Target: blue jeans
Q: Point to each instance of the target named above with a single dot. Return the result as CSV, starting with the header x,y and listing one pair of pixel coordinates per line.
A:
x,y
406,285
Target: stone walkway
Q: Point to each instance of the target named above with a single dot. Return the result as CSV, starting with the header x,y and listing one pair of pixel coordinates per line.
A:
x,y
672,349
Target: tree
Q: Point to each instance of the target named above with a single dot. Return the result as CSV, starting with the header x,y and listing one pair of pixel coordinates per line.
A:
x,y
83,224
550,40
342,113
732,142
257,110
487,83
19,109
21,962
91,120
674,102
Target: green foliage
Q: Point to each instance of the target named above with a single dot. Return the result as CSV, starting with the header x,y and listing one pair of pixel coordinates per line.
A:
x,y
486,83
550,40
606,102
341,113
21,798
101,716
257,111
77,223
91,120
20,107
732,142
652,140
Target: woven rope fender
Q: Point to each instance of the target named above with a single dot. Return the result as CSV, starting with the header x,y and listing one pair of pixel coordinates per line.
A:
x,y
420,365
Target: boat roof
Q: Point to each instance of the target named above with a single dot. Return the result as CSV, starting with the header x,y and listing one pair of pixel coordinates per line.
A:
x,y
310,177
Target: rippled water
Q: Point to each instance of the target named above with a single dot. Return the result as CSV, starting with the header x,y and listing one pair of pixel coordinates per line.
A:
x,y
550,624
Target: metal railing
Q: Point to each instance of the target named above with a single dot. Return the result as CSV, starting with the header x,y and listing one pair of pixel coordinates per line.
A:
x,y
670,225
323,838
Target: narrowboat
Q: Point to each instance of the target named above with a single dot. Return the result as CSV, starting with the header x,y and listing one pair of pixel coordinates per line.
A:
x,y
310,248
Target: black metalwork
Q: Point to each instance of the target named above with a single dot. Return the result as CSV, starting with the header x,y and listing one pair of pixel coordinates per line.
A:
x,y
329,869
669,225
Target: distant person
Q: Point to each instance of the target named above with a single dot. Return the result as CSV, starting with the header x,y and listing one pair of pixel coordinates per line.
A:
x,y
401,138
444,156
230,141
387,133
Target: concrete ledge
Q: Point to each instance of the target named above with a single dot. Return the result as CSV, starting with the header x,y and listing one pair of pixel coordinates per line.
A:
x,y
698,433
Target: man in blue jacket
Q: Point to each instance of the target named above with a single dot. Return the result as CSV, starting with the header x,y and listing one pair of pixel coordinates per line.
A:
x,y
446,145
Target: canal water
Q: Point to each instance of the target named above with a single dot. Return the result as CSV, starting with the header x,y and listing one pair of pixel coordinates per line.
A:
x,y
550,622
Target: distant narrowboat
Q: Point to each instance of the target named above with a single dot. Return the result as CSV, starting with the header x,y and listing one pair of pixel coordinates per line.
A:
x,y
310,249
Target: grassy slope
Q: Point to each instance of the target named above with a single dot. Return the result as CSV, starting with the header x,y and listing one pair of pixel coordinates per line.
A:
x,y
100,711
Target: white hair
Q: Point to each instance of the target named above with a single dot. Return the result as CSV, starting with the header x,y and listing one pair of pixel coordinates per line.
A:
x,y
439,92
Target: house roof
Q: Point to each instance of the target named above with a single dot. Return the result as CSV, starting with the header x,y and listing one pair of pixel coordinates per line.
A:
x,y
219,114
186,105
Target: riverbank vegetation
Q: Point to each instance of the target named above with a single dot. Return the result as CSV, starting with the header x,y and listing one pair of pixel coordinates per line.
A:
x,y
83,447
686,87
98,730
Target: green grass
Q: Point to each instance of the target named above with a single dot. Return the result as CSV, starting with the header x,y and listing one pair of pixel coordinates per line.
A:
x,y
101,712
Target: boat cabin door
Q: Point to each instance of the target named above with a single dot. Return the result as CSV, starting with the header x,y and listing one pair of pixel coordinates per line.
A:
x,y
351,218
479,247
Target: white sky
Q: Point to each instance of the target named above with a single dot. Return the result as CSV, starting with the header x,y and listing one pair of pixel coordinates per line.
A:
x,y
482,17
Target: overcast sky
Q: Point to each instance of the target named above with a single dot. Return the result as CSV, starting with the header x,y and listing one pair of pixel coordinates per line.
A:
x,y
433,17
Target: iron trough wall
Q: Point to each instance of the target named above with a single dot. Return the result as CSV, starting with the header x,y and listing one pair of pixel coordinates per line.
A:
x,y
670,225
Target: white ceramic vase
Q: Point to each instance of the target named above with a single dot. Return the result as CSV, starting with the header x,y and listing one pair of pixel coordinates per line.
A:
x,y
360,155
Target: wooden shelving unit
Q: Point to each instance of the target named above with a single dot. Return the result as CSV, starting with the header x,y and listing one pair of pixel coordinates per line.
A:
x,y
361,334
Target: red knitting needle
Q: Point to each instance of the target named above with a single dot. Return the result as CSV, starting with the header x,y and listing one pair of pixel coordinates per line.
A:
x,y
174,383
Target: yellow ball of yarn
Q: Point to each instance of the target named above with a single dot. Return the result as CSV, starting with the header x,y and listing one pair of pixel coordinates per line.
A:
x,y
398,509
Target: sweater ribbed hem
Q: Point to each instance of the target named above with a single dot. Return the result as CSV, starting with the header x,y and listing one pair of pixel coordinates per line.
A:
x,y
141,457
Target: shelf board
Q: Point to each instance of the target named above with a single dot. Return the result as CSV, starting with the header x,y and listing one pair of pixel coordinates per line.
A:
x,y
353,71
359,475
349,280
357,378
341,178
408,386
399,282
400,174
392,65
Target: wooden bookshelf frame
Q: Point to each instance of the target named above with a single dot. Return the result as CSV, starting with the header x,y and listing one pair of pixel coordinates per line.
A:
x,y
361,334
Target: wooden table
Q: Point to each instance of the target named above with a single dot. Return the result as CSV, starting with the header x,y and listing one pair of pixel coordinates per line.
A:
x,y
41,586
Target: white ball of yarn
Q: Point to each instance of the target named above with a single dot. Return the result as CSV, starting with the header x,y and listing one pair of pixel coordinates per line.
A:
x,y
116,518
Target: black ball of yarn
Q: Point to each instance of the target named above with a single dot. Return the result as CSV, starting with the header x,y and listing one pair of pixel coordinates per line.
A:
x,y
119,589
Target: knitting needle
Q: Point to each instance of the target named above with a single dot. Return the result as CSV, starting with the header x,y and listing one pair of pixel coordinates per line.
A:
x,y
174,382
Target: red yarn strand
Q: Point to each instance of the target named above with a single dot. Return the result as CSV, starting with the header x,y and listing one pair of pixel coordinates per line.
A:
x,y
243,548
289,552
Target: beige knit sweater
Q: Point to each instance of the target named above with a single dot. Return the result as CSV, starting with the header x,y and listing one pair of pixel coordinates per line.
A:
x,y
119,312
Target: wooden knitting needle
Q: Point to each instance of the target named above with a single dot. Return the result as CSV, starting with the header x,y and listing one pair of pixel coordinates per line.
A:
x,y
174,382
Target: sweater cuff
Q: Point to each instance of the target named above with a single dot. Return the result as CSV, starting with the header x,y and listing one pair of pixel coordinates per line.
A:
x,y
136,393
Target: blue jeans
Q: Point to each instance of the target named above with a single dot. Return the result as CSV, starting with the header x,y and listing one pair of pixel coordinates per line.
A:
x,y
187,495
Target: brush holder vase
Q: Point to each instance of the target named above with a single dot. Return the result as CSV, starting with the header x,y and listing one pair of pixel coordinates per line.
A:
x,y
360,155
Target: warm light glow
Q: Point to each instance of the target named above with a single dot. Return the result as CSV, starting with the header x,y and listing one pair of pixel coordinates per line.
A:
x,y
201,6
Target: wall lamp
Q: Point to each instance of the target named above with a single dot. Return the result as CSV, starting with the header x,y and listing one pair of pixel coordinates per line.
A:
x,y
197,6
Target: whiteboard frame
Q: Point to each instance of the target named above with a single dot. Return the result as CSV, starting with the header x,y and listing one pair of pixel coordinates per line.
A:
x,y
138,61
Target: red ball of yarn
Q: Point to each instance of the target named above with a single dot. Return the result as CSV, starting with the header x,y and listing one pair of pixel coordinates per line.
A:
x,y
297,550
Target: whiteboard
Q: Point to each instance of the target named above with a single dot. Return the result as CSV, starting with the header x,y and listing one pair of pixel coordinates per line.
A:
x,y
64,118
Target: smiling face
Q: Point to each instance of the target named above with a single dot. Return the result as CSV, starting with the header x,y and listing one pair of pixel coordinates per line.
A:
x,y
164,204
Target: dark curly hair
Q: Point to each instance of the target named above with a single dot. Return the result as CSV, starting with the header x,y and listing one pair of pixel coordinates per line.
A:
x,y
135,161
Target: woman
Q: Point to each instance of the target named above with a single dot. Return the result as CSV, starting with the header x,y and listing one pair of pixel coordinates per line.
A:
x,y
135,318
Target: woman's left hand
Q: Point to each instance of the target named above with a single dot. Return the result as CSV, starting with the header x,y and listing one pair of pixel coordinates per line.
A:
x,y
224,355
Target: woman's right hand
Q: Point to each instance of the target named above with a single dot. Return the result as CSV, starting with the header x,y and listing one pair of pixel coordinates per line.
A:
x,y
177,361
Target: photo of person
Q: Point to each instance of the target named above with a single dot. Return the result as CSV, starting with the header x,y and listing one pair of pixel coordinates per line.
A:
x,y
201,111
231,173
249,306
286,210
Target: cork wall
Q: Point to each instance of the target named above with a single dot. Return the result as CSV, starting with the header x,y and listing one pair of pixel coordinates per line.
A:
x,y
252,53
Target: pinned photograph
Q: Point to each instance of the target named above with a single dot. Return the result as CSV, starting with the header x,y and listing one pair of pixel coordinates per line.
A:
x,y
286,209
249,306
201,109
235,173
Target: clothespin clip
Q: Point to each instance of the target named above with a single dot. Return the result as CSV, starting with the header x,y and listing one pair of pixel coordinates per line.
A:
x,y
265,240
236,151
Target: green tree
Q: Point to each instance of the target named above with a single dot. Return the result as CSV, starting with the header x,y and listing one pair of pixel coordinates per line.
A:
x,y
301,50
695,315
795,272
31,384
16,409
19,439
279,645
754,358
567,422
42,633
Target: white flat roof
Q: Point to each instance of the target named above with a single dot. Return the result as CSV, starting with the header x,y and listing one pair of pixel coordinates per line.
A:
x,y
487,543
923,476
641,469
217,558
________________________________________
» **Exercise**: Copy exactly the line containing "Target: cork wall" and every line after it, ending with the last line of the records above.

» **Problem solution**:
Target: cork wall
Q: Point to each instance of the target named above with a single dot. Return the result as CSV, starting with the header x,y and listing one pair of pixel coordinates per line.
A:
x,y
252,53
Target: pinned photograph
Q: Point to each instance of the target named above with a single dot. Return the result as CSV, starting with the header x,y and listing one pair of pixel coordinates per line.
A:
x,y
286,209
249,306
201,109
235,173
Target: clothespin clip
Q: Point to each instance of the target named above with a single dot. Return the result as CSV, starting with the header x,y and listing one pair of pixel coordinates per line.
A:
x,y
265,240
236,151
Target: green tree
Q: Point to each instance of the target named above with a single dot. Return the result as CSV, starting with the header x,y and listing one pair of pixel coordinates per line.
A:
x,y
301,50
695,315
795,272
31,384
16,409
19,439
279,645
754,358
567,422
42,633
Target: white flat roof
Q: Point to each instance of the target named above with a single dot. Return the result as CSV, starting with the header x,y and listing one pair of pixel coordinates per line.
A:
x,y
487,543
923,476
641,469
217,558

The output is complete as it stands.